[Stored dataset items]
◆ ◆ ◆
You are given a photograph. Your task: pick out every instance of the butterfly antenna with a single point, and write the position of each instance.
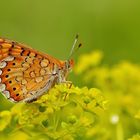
(74, 45)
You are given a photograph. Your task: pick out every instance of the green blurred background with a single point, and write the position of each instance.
(50, 26)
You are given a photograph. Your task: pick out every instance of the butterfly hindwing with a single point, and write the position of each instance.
(24, 73)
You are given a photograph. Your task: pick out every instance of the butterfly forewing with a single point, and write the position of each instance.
(24, 73)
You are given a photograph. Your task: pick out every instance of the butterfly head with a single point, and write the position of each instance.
(68, 65)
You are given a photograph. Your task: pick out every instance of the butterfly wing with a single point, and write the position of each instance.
(24, 73)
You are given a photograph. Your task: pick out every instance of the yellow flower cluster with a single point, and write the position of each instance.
(63, 113)
(120, 84)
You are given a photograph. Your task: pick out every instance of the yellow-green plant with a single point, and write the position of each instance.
(63, 114)
(120, 83)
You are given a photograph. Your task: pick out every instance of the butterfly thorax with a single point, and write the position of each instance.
(25, 74)
(63, 70)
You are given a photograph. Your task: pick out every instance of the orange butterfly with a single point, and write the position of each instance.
(25, 74)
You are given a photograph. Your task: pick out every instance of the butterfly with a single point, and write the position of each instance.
(25, 73)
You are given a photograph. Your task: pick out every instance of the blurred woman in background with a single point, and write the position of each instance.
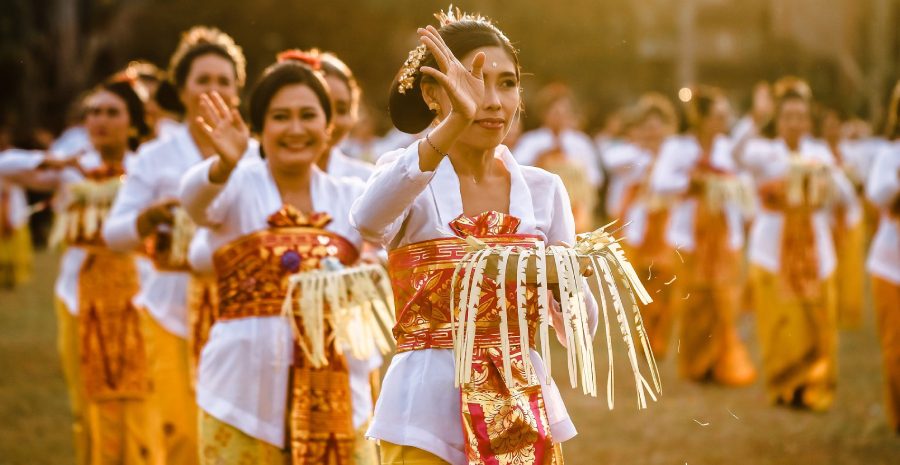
(707, 226)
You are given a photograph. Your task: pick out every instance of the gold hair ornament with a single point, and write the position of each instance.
(411, 66)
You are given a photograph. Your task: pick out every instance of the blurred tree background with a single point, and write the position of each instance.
(609, 51)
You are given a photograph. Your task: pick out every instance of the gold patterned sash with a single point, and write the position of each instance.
(113, 354)
(252, 275)
(503, 424)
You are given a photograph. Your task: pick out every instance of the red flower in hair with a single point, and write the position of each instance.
(302, 57)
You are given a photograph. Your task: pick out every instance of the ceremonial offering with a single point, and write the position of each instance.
(168, 246)
(355, 302)
(597, 257)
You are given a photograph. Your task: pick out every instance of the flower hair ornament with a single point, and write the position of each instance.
(302, 57)
(411, 66)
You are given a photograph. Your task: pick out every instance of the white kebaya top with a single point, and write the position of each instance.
(769, 160)
(419, 405)
(158, 170)
(243, 373)
(13, 162)
(574, 143)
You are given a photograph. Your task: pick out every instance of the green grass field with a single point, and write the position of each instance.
(741, 428)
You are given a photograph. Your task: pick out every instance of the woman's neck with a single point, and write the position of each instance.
(322, 162)
(706, 140)
(112, 155)
(477, 164)
(792, 144)
(201, 140)
(292, 183)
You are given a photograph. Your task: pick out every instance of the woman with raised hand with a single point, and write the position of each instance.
◆ ◆ ◆
◆ **GIVEN PROBLEM**: Give the data above again in full and unchanged, skipping the pictures.

◆ **RESPONSE TO THE EXERCISE**:
You are given a photograph. Your task: pick out every instance of the butterfly antenna with a single point, and write the position of each instance.
(74, 45)
You are given a photograph. Your task: pick out every instance of the green blurred background with a single point, and write the position of each instance.
(50, 26)
You are given a photograph. Your task: pick out every instance of the butterfly hindwing with a single point, and write the position of each instance.
(24, 73)
You are given a photograph. Your task: pick out every instance of the butterfly forewing with a single point, and write the position of each instance.
(24, 73)
You are given a photograph. Your task: pick out every instance of the butterfly head with a single point, and write the position of each instance.
(68, 65)
You are given a photograph. Your task: pick out every instance of the butterfly wing with a single point, and write the position of each instance.
(24, 73)
You are given a photograph. Your task: pick out every instance of the yellow flower cluster with a single point, and write the position of each instance.
(63, 113)
(120, 84)
You are given a photograph. Your task: pick out every instance of the yellow-green plant with a single point, and write the position of each instance.
(63, 114)
(120, 83)
You are given a photograph. Your task: pick out every instance of the butterfly thorax with a single point, and write the position of each instance.
(25, 74)
(63, 70)
You are given a photograph. Your task: pick out every instance of the orange butterfly with a single point, and write the position of each instance.
(25, 74)
You are given a photograph. Your task: pick out every instance of the butterfly with a single point, and write the position of each instance.
(25, 73)
You are given a photograph. Your task: pick out every instance of the blurred woman in background with a single point, and write the position of each instance.
(707, 226)
You are given a photograph. Your task: pick out every instance of the gold hair ornament with a single point, and write the position of each instance.
(411, 66)
You are given a photograph. Your task: pick out every instance of the blurred tree background with a single point, and write the position of each instance.
(609, 51)
You are given a photograph. Your task: pick out every instance of the gold patterned sash with a single point, and write the position of each instance.
(113, 354)
(252, 275)
(503, 424)
You are given a photograph. Your task: pick out every instance of the red flower in hair with a single point, and write the position of each instance.
(302, 57)
You are given a photograph. Your task: pick out every instance of the ceremonial offering with a single point, and write the position of each instance.
(168, 246)
(355, 302)
(597, 257)
You are given a photograph. Your task: pick out every instance of the flower hair ornament with a single point, and write the position of each instance.
(302, 57)
(411, 66)
You are given a photograph. Your task: pick out every instance of the white kebaya top with a single point, and write the position of each instance.
(769, 160)
(419, 405)
(158, 170)
(243, 373)
(13, 162)
(574, 143)
You are given a photograph. Your task: pick out every instance of the green grass field with a single point, and write the position of each instance.
(741, 428)
You are given a photograph. Your task: pick out every instance of the woman's neck with a single point, and write the position of each instance.
(322, 162)
(706, 140)
(112, 155)
(477, 164)
(792, 144)
(201, 140)
(292, 183)
You are given a photograph. Your task: pick out every instance of the woman with raised hand with a single point, and write the position of each instance.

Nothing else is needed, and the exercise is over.